Your task —
Retype all of the entries exactly as they appear.
== Supplied records ==
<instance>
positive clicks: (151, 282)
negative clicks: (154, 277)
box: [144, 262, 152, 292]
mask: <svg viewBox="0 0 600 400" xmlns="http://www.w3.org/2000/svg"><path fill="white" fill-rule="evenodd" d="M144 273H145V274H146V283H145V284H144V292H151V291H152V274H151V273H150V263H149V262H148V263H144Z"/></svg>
===
Answer to the problem —
<instance>
positive clicks: (151, 282)
negative clicks: (154, 277)
box: [144, 262, 152, 292]
mask: <svg viewBox="0 0 600 400" xmlns="http://www.w3.org/2000/svg"><path fill="white" fill-rule="evenodd" d="M144 273H145V274H146V283H145V284H144V292H151V291H152V274H151V273H150V263H149V262H148V263H144Z"/></svg>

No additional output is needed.